In the records below, find the line containing "Question. For every instance of the sunglasses" and retype it and every line after it exactly, adding nothing.

Collected data
============================================================
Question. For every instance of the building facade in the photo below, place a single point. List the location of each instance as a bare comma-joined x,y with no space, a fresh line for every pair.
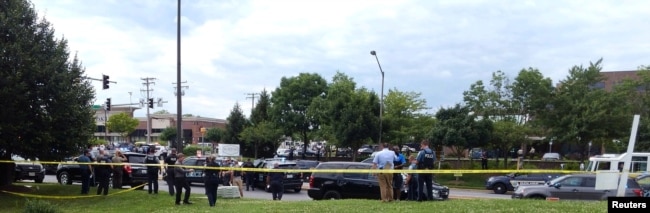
191,126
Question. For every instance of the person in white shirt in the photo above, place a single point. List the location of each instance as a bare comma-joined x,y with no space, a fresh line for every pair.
384,161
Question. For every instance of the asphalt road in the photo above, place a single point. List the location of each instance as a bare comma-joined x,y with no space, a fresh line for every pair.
198,191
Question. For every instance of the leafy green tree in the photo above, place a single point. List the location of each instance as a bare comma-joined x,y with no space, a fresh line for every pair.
123,124
291,101
168,134
350,113
400,111
236,122
45,100
459,129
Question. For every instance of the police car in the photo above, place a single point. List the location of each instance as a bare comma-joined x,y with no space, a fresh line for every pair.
502,184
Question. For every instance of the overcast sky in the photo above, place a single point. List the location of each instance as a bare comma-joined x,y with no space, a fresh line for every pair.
234,47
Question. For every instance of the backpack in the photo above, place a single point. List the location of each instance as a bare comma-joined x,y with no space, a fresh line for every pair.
429,158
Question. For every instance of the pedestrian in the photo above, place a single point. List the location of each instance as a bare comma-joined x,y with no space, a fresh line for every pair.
412,180
249,175
86,170
170,160
236,178
211,180
425,159
180,182
275,182
153,168
384,161
118,169
484,160
398,180
103,172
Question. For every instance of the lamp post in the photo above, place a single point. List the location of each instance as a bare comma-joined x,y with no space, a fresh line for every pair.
381,104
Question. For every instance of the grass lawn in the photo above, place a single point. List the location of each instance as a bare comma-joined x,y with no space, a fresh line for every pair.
140,201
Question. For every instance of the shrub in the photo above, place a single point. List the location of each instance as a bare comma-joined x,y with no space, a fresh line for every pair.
40,206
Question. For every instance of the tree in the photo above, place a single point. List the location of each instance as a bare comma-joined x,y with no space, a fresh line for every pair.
291,101
45,100
123,124
351,114
168,134
400,112
236,122
459,129
215,134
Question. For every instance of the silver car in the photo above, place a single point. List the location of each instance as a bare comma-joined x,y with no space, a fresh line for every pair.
574,187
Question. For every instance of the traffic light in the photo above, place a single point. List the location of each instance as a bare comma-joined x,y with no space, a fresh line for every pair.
151,103
105,81
108,104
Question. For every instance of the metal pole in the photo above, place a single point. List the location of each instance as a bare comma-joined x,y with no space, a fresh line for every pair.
381,104
179,112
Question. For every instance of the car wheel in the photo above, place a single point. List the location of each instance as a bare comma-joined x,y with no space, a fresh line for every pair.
329,195
64,178
500,188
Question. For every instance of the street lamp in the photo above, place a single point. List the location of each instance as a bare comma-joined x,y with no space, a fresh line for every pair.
381,105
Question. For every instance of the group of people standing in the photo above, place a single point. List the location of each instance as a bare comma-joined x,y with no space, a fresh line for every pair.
420,185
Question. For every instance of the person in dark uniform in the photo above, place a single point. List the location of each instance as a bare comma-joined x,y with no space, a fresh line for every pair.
86,170
152,171
398,181
180,182
211,180
103,172
274,181
170,160
249,175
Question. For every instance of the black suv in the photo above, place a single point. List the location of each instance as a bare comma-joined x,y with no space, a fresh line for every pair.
291,181
354,185
135,172
31,170
502,184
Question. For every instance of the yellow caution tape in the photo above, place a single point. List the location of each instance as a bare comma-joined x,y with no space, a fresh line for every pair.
323,170
68,197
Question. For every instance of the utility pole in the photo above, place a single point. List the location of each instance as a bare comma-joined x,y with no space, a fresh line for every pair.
148,81
252,96
179,91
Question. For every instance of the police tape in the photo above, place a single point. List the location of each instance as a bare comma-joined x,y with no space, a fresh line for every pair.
418,171
69,197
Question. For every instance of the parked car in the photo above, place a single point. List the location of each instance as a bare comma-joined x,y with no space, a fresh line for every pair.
292,181
354,185
502,184
574,187
28,170
551,156
306,165
644,182
135,173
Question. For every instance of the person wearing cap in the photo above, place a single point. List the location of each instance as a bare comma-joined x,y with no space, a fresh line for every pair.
274,182
86,171
235,178
118,170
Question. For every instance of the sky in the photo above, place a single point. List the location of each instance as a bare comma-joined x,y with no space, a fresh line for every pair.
230,48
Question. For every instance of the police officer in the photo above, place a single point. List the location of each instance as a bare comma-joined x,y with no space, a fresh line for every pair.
425,161
152,171
170,160
103,172
274,182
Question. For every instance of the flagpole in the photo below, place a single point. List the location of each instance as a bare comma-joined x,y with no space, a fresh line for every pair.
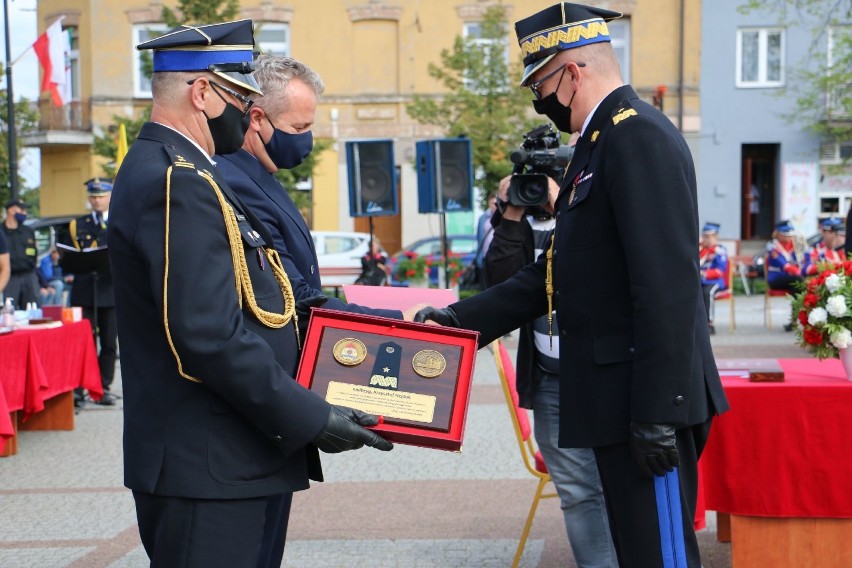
11,136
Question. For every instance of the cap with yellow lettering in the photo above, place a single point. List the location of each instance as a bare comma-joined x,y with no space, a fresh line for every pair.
225,49
562,26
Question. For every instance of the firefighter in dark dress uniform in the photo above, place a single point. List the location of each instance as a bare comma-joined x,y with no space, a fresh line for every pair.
638,382
215,427
90,290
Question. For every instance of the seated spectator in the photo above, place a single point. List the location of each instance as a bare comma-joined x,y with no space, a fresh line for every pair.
783,261
785,258
714,263
374,269
51,278
830,249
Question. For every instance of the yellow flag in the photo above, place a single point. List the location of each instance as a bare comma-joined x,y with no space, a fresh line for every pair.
121,146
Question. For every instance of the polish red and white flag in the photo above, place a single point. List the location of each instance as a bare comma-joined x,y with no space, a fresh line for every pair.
52,49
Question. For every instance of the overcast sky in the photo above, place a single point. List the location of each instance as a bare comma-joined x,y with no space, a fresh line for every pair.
23,32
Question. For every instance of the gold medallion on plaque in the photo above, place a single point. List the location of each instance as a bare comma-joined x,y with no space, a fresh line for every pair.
428,363
349,351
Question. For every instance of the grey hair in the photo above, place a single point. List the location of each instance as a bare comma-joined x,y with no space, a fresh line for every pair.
273,73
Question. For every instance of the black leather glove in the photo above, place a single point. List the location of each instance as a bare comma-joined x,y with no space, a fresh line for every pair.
303,311
443,316
344,432
653,447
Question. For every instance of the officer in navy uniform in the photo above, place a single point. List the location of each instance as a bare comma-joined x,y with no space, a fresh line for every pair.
215,427
86,232
639,383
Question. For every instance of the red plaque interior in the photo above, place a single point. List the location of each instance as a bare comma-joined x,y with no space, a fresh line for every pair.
418,408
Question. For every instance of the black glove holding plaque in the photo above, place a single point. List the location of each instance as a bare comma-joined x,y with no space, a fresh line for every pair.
303,311
344,432
443,316
653,447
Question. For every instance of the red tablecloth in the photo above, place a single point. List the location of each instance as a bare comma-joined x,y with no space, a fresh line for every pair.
784,449
39,364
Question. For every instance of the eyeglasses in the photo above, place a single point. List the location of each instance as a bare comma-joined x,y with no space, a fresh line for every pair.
242,98
534,87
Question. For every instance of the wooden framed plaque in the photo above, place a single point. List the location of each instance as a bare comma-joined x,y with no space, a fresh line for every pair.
415,376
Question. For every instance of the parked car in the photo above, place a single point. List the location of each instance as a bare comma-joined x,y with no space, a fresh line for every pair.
463,246
339,254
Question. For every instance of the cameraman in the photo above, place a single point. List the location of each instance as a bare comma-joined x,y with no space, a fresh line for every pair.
519,238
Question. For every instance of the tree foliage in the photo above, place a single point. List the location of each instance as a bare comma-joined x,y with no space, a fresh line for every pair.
482,100
26,120
821,81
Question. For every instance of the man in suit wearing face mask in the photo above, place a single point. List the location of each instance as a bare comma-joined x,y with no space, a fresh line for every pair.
638,382
279,137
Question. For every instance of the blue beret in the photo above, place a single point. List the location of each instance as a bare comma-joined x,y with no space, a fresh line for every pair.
226,49
785,227
562,26
711,228
98,186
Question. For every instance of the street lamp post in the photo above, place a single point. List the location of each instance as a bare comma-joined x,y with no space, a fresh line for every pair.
11,136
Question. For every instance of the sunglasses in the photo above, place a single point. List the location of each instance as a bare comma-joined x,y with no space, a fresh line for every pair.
535,87
216,86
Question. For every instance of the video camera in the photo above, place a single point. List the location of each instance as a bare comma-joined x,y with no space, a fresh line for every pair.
539,156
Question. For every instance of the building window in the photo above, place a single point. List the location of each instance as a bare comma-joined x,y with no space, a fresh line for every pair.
============================================================
Response to the task:
Question. For every instance of the sunglasses in the photo above, place a single point. List the location of each instance as a bare comma-joined x,y with no space, a fresh line for every pair.
535,87
216,86
Question. For every instance of the video camera in the photo above, place a single point. List the location of each instance as a bare comma-joined x,y with no space, a fresh line for every pair.
539,156
Question. For every instance of the building window in the photo above, place a single point. List the location of each instance as a bare comma-joined x,y with no space, a fresh line for every pair.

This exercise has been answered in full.